## TASK STATEMENT
Repeat all of the entries below verbatim, and leave the pictures out of your copy.

## RECORD EXTRACTS

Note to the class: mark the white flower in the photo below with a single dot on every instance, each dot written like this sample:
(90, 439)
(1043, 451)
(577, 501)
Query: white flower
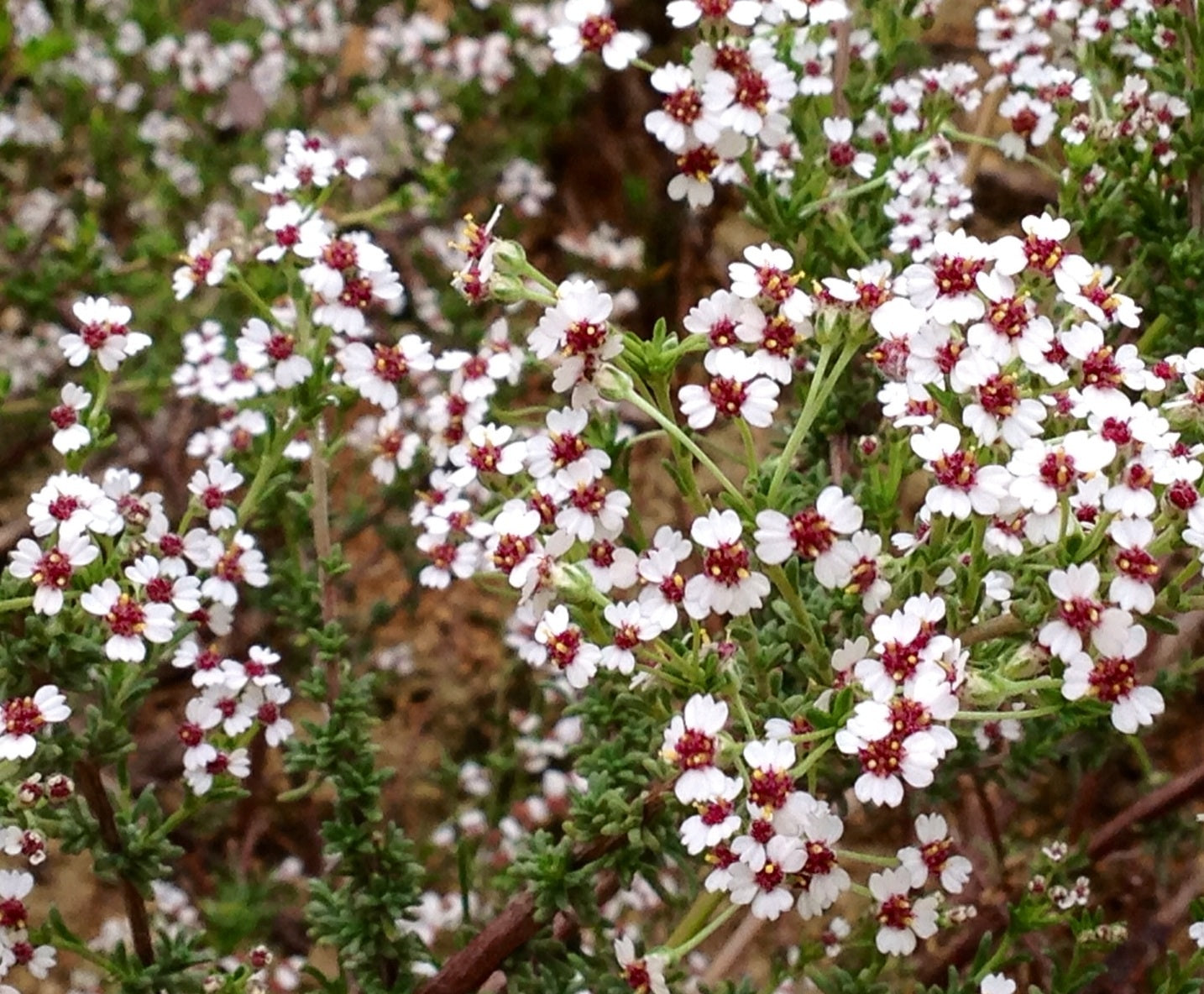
(735, 390)
(1081, 615)
(261, 346)
(200, 265)
(23, 716)
(50, 571)
(70, 435)
(997, 983)
(727, 583)
(812, 535)
(644, 975)
(104, 332)
(130, 622)
(962, 485)
(590, 28)
(374, 372)
(631, 627)
(568, 647)
(685, 13)
(1112, 680)
(72, 505)
(934, 855)
(691, 743)
(766, 888)
(211, 486)
(716, 819)
(901, 919)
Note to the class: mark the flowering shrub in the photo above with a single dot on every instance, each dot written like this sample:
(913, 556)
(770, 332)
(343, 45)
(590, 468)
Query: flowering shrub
(932, 527)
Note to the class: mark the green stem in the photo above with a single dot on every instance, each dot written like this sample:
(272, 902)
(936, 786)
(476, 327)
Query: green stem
(812, 638)
(816, 396)
(867, 857)
(679, 436)
(264, 473)
(1034, 713)
(702, 935)
(815, 206)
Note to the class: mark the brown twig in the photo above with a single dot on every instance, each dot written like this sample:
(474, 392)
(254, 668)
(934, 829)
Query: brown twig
(93, 790)
(466, 970)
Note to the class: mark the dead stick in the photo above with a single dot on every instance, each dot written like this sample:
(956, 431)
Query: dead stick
(466, 970)
(93, 790)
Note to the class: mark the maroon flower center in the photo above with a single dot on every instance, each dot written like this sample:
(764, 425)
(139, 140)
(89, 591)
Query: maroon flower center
(637, 977)
(160, 590)
(695, 749)
(820, 861)
(596, 33)
(779, 336)
(94, 335)
(771, 787)
(727, 564)
(955, 275)
(1101, 369)
(13, 913)
(1043, 254)
(999, 395)
(340, 254)
(1057, 471)
(751, 91)
(684, 105)
(53, 571)
(1081, 613)
(512, 550)
(64, 416)
(127, 618)
(357, 293)
(22, 716)
(716, 813)
(842, 154)
(1112, 679)
(63, 507)
(896, 913)
(699, 163)
(626, 636)
(727, 395)
(957, 469)
(390, 364)
(280, 346)
(584, 338)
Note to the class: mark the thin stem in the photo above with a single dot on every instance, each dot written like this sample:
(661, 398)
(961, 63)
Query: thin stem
(1034, 713)
(97, 797)
(816, 396)
(704, 934)
(670, 426)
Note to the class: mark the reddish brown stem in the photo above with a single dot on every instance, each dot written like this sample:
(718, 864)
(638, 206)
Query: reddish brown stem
(97, 797)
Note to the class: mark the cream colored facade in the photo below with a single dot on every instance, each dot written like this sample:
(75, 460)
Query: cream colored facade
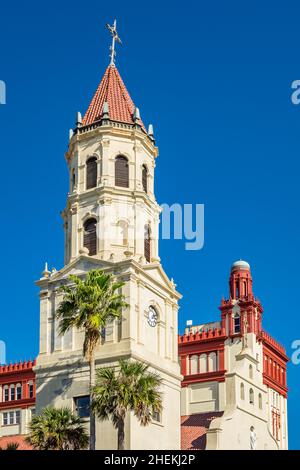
(61, 372)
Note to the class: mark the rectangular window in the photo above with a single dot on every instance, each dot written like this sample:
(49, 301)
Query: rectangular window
(30, 389)
(11, 417)
(5, 419)
(17, 417)
(157, 417)
(82, 406)
(19, 393)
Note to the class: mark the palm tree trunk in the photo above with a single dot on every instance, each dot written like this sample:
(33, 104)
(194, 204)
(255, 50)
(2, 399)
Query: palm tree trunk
(121, 434)
(92, 415)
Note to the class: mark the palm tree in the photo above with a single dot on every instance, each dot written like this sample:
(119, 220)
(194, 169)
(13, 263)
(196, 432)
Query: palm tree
(11, 446)
(57, 429)
(132, 388)
(90, 304)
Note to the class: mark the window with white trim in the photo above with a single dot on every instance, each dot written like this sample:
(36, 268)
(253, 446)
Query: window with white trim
(10, 418)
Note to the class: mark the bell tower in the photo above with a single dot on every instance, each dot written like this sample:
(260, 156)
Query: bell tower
(241, 313)
(111, 211)
(111, 223)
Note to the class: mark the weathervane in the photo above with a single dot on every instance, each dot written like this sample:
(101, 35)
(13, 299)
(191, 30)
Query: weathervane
(113, 31)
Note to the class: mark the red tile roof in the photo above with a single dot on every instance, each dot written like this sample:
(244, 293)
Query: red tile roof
(112, 91)
(194, 429)
(4, 441)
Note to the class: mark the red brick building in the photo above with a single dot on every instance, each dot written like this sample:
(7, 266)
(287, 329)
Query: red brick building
(17, 402)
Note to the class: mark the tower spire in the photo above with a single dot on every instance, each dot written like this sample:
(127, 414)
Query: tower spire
(115, 37)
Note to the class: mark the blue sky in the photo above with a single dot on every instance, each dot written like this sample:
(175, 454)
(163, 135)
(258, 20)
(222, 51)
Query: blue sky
(215, 80)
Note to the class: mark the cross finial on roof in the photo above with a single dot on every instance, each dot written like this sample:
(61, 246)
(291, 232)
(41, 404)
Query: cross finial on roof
(113, 31)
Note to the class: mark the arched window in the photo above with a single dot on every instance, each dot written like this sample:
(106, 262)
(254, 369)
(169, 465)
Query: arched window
(203, 363)
(237, 323)
(90, 236)
(194, 365)
(242, 391)
(73, 180)
(123, 232)
(91, 173)
(121, 172)
(212, 362)
(145, 178)
(147, 243)
(251, 396)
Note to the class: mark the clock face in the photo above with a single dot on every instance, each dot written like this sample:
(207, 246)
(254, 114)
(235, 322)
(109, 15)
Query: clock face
(152, 316)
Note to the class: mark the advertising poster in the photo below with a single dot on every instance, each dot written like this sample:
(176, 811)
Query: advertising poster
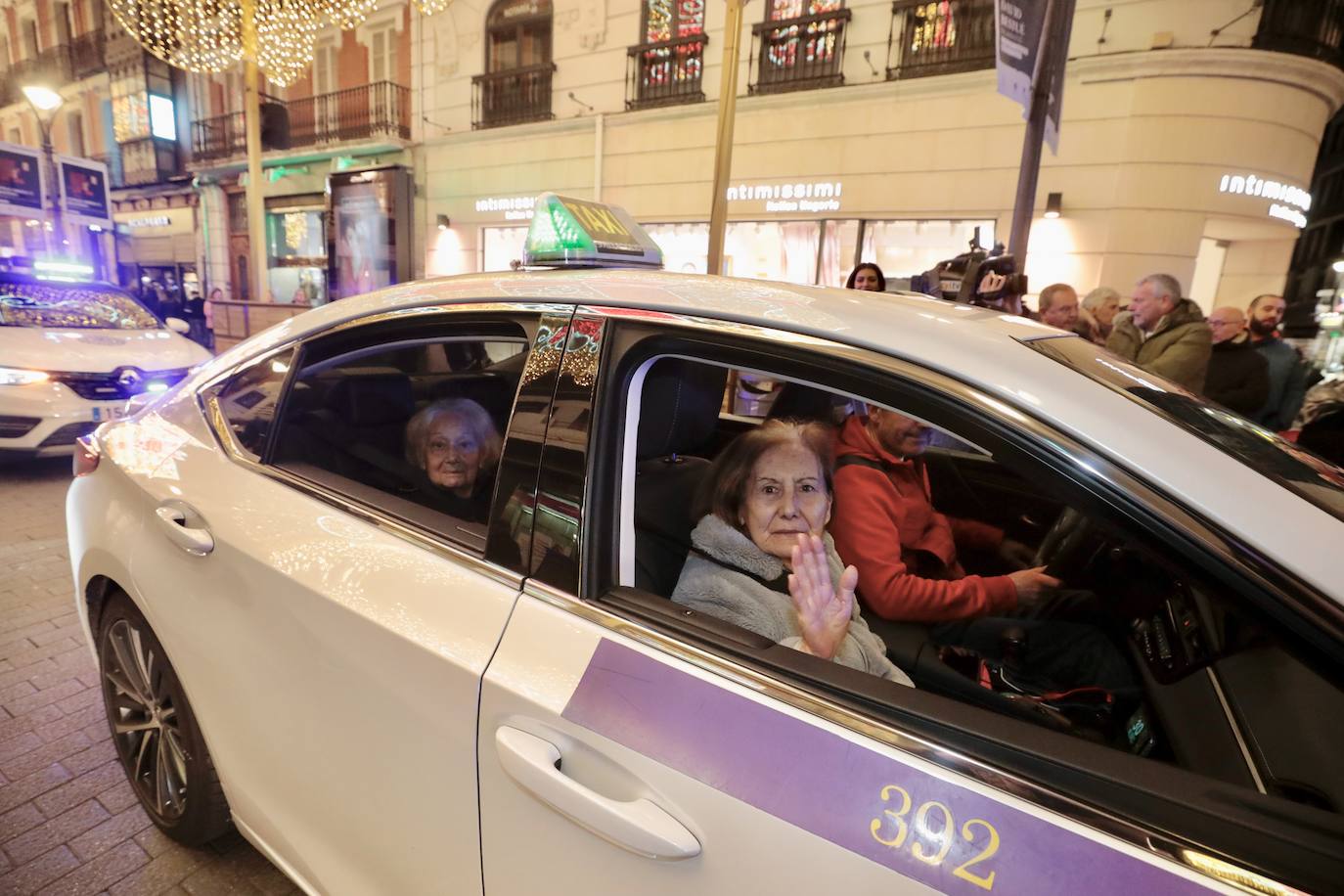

## RESPONSE FOR THIS EXERCISE
Note to the class: mark the white flower in the photo below with a single dot on every instance, each dot written like this sample:
(90, 439)
(1043, 451)
(577, 501)
Query: white flower
(735, 390)
(1081, 615)
(261, 346)
(200, 265)
(23, 716)
(50, 571)
(70, 435)
(997, 983)
(727, 583)
(812, 535)
(644, 975)
(104, 332)
(130, 622)
(962, 485)
(590, 28)
(374, 372)
(631, 627)
(568, 647)
(685, 13)
(1112, 680)
(72, 505)
(934, 855)
(691, 743)
(766, 888)
(211, 486)
(716, 819)
(901, 919)
Note to the class: mark the flowering shrub in the photo above with a single dot on every instance, each dot written like this sample:
(913, 556)
(770, 332)
(343, 45)
(590, 468)
Query: flowering shrub
(932, 527)
Note to the class: mark the green stem in the photo above with a single dot on every instance, each dot written like this sample:
(272, 902)
(936, 786)
(476, 327)
Query: green stem
(812, 638)
(816, 396)
(867, 857)
(679, 436)
(264, 473)
(1034, 713)
(702, 935)
(815, 206)
Note to the class: mark the brown twig in the photo above with a single dot on every instance, each dot written like this sample:
(474, 392)
(254, 668)
(934, 829)
Query: brown twig
(93, 790)
(466, 970)
Note to the class: mark the dead stick in the photo above with a single dot on every instance, each dot written like this sample:
(956, 431)
Query: dead stick
(466, 970)
(93, 790)
Note to the class: mark the maroon flower center in the photo above with a single dot on every instance, each dot written like this sample:
(764, 425)
(139, 140)
(89, 591)
Query: maroon flower center
(637, 977)
(160, 590)
(695, 749)
(820, 861)
(596, 33)
(779, 336)
(94, 335)
(771, 787)
(727, 564)
(955, 275)
(1101, 369)
(13, 913)
(1043, 254)
(999, 395)
(340, 254)
(1057, 471)
(751, 91)
(684, 105)
(53, 571)
(1081, 613)
(512, 550)
(64, 416)
(127, 618)
(357, 293)
(22, 716)
(716, 813)
(842, 154)
(1112, 679)
(63, 507)
(896, 913)
(699, 163)
(626, 636)
(727, 395)
(957, 469)
(390, 364)
(280, 346)
(584, 338)
Note to the class: mark the thin stem in the photo above with a single dot on every instance, each dot written like this sample:
(661, 398)
(961, 63)
Query: thin stem
(1034, 713)
(97, 797)
(816, 396)
(704, 934)
(670, 426)
Note to the class: mark the reddish brown stem in the photo above with a single dot on every instance, each dot written like this sample:
(718, 864)
(638, 206)
Query: reddish brown stem
(97, 797)
Note to the class: mark the cream colored facade in the photo below with a single dot on every instance, each dot written like this sample:
(75, 460)
Query: cream colored facade
(61, 372)
Note to the class: mark the rectangular window in the photo above with a single dot on every instance, each dot written like this sample:
(49, 301)
Query: rectangular window
(30, 389)
(11, 417)
(5, 419)
(17, 417)
(157, 417)
(82, 406)
(19, 393)
Note to the class: mark the palm tree trunk in the photo above with a single dot on every instance, each dot written like this sample:
(33, 104)
(194, 204)
(255, 50)
(2, 399)
Query: palm tree trunk
(121, 434)
(92, 415)
Note to the class: mark the palm tree in the photo above with a single dot on every instance, each dot written like this sample:
(119, 220)
(194, 169)
(13, 263)
(196, 432)
Query: palm tree
(11, 446)
(57, 429)
(132, 388)
(90, 304)
Note to the class: mark the window with white trim in the photo above with a single dot on every instance, each dot written like this sample:
(36, 268)
(253, 446)
Query: window with white trim
(10, 418)
Note to the class: mark the bell tower in the photo above with a single dot on every instance, each dot written like this sample:
(260, 156)
Query: bell tower
(241, 313)
(111, 211)
(111, 223)
Note to the class: mark the weathervane in the photo above with a single dot on every instance, each dot written like this sample:
(101, 35)
(13, 299)
(191, 30)
Query: weathervane
(113, 31)
Note to the class: mark the red tile roof in the photo above with a single dot on every instance, each dot written like this sample:
(244, 293)
Query: red tile roof
(112, 91)
(194, 429)
(4, 441)
Note to the class: mark the red brick building in the photo above with a single dot on every instance, each dot written like this sample:
(7, 266)
(287, 329)
Query: red brick building
(17, 402)
Note to the class: mark the tower spire in the photo above with a single dot on every instance, each dot written like this sample:
(127, 414)
Query: tower spire
(115, 37)
Note to the class: mark the blue sky in the photo above with a single dot on every instance, each dot written like this sample:
(175, 454)
(163, 135)
(258, 20)
(222, 51)
Query: blue sky
(215, 80)
Note to the class: mark the cross finial on roof in the photo above with a single dot on every instance, each dot written like this sample:
(61, 246)
(291, 232)
(41, 404)
Query: cross finial on roof
(113, 31)
Note to the class: mark the arched window in the photo above with a single dot on every instance, each dot written like this sample:
(106, 262)
(254, 369)
(169, 465)
Query: arched window
(203, 363)
(237, 323)
(90, 236)
(194, 365)
(242, 391)
(73, 180)
(123, 232)
(91, 173)
(121, 172)
(212, 362)
(145, 178)
(147, 243)
(251, 396)
Note to the class: mark the clock face in the photo above with a single dot on every instance, each dot written like this sample:
(207, 246)
(254, 114)
(235, 322)
(109, 15)
Query: clock face
(152, 316)
Note to the class: mark the advertising poster in the photo below with a single dot on every instance, each dot written like this sample:
(176, 811)
Query: advertising poster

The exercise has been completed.